Please copy every one of the records below word for word, line by line, without changing anything.

**Exercise material**
§ §

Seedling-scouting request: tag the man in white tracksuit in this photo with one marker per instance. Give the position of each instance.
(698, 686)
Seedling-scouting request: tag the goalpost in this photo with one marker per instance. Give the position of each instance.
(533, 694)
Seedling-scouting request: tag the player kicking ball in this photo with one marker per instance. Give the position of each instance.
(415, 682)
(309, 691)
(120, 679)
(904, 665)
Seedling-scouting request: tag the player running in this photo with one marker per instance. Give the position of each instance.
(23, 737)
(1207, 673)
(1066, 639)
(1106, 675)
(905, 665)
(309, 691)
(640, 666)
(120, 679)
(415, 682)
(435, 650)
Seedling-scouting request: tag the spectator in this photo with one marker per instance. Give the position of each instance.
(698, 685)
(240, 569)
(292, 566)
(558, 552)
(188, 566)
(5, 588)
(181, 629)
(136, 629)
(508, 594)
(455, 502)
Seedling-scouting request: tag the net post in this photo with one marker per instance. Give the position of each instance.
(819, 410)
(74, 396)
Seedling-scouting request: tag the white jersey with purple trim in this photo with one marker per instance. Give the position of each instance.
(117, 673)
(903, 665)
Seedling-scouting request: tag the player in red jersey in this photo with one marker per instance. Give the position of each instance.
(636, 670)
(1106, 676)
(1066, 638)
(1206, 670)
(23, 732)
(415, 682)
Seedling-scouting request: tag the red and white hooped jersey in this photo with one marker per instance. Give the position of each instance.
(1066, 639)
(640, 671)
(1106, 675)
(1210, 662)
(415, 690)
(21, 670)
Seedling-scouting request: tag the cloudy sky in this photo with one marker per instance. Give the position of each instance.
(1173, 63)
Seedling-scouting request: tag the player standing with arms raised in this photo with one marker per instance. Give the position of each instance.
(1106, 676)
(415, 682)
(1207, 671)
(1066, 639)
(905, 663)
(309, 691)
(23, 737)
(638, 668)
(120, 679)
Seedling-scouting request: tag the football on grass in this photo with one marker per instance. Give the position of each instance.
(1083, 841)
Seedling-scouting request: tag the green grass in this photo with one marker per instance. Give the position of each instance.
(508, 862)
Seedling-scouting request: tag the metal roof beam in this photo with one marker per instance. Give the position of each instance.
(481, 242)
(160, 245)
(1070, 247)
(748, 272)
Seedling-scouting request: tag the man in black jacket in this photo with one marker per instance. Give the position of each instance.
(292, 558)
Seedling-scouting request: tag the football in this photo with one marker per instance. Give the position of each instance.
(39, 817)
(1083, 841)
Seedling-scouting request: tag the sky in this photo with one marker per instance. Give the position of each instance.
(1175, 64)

§ §

**Written answer**
Seedling-scouting request: tag the man in white tracksuit in this photo with one marker per instance. Give the position of each instance.
(698, 686)
Seedling-scouting request: tag the goalpost in this photo with one marker per instance. Give the position of each instance.
(533, 694)
Seedling-scouting request: tag the player kicking ball in this photo with one marker per instance. Give the position of each instance.
(415, 682)
(309, 691)
(120, 679)
(904, 665)
Seedling-scouting request: tag the player running in this photo with one marker per instance. Give the position of each instance.
(23, 737)
(1207, 673)
(1066, 639)
(1106, 675)
(905, 665)
(309, 691)
(640, 666)
(120, 679)
(415, 682)
(435, 650)
Seedling-scouting request: tag the spectator in this photo with one marker per instance. Give the position of each instance.
(698, 685)
(240, 569)
(292, 566)
(558, 552)
(188, 566)
(5, 588)
(181, 629)
(136, 629)
(508, 594)
(455, 502)
Seedling-scouting request: tag the net post in this photo with one marker per instance. Give the position of each instance.
(819, 410)
(74, 396)
Seedling-scouting request: tag the white jersey with purple trim in this photo with one marker per instance. Give the position of each instance.
(117, 673)
(903, 665)
Seedling-scouting request: tag the player in red jersey in this photo with one marker per instance. Give the position of each instance.
(636, 670)
(1106, 676)
(1066, 638)
(1206, 670)
(23, 732)
(415, 682)
Seedling-scouting request: tag the red and white hooped jersey in this photo with one marker per instance. Give the position of each instance.
(1066, 639)
(640, 671)
(1106, 675)
(1210, 662)
(415, 690)
(21, 670)
Seedling-scouting request: tag the cloudy sky in this photo with one marker per instance. Give the position of each instance.
(1173, 63)
Seedling-scouting request: tag the player standing with arms raised in this photo with one marker per instance. Give the position of each instance.
(1106, 676)
(415, 682)
(1207, 671)
(1066, 639)
(905, 663)
(309, 691)
(23, 737)
(638, 668)
(120, 679)
Seedling-scouting request: tag the football on grass in this photo with one marker per instance. Give the position of each instance.
(1083, 841)
Seedling-scouting request: tag the green grass in this photo with one marker per instance. Give the position of each instance.
(508, 862)
Seedling-scouting request: tag the metal roof beam in this photo with one marker per instance. Give the position of each instance.
(481, 242)
(160, 245)
(1070, 247)
(748, 272)
Seedling-scouting request: tag the man in black jacket in this photo with one marker per instance. Give the position of each instance.
(292, 558)
Seedling-scouting request: tag the football in this photo with one marker per instance. Give the position of each instance.
(39, 817)
(1083, 841)
Seedling-scouting request: tag the sky in this photo with one marker per instance. Give the position of each instance.
(1175, 64)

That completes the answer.